**EXERCISE DETAILS:**
Could you edit the Entergy press release by giving the passage starting with "Joining two Louisiana" and going on through "Entergy Corporation Logo." again, with "industrial renaissance" changed to "industrial revival"?

**DOCUMENT EXCERPT:**
start

Combining Entergy’s Businesses Keeps Louisiana Growing

Combining Entergy’s Businesses Keeps Louisiana Growing

Joining two Louisiana utilities supports state economic development

PR Newswire

BATON ROUGE, La., Oct. 1, 2014 /PRNewswire/ — Throughout Louisiana, business is booming. The state’s industrial renaissance has already resulted in commitments for more than $50 billion in new capital investment and more than 83,000 new direct and indirect jobs since 2008, according to state officials.

Entergy Corporation Logo.

Entergy Louisiana, LLC and Entergy Gulf States Louisiana, L.L.C. have a plan to help keep that growth trend going. On Tuesday, the two companies asked the Louisiana Public Service Commission for permission to become a single utility.

“All customers benefit if Louisiana can attract new industry,” said Phillip May, Entergy Louisiana president and CEO. “Combining these two companies will allow us to make the necessary investments in the state’s utility infrastructure that will help us keep Louisiana’s economy growing. And our customers will still enjoy some of the lowest rates in the nation.”

By 2019, the two companies expect an increase of up to 1,600 MW in industrial load growth. Meeting that demand will require significant capital investments in all aspects of the companies’ business – generation, transmission and distribution.

Together, the two companies expect to invest more than $5 billion in Louisiana’s electric infrastructure by 2019, with similar levels of investment expected in the future.

“These upgrades won’t just improve Louisiana’s power infrastructure. They’ll allow us to keep meeting the growing industrial demand for electricity,” May said. “And more industrial development means more jobs in Louisiana. It also means a larger tax base so our communities can invest in their schools, repair their roads and maintain their parks.”

end

**INFORMATION SHOWN:**
start

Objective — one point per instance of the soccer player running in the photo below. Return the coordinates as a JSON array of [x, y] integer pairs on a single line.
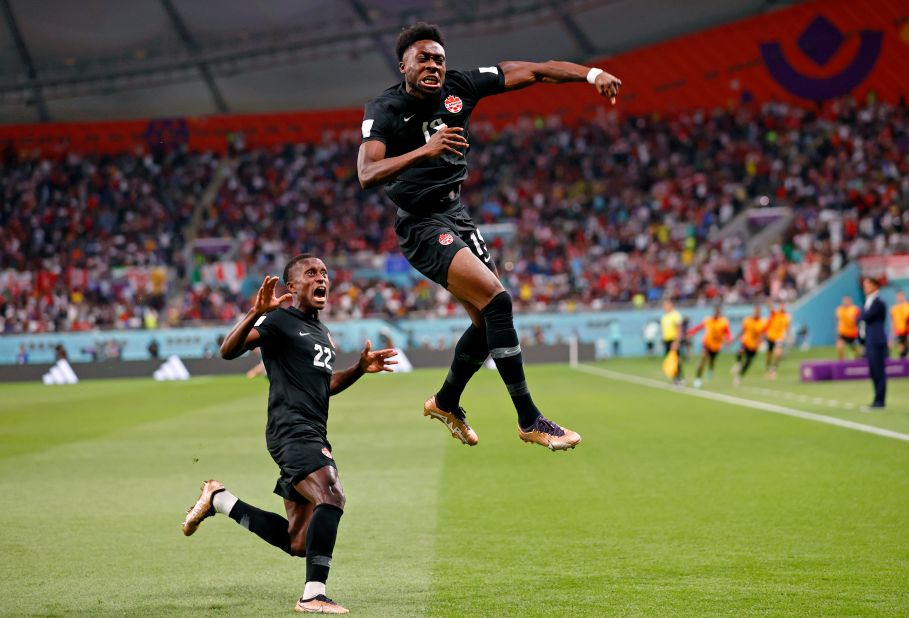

end

**RESPONSE FOR THIS EXERCISE:**
Joining two Louisiana utilities supports state economic development

PR Newswire

BATON ROUGE, La., Oct. 1, 2014 /PRNewswire/ — Throughout Louisiana, business is booming. The state’s industrial revival has already resulted in commitments for more than $50 billion in new capital investment and more than 83,000 new direct and indirect jobs since 2008, according to state officials.

Entergy Corporation Logo.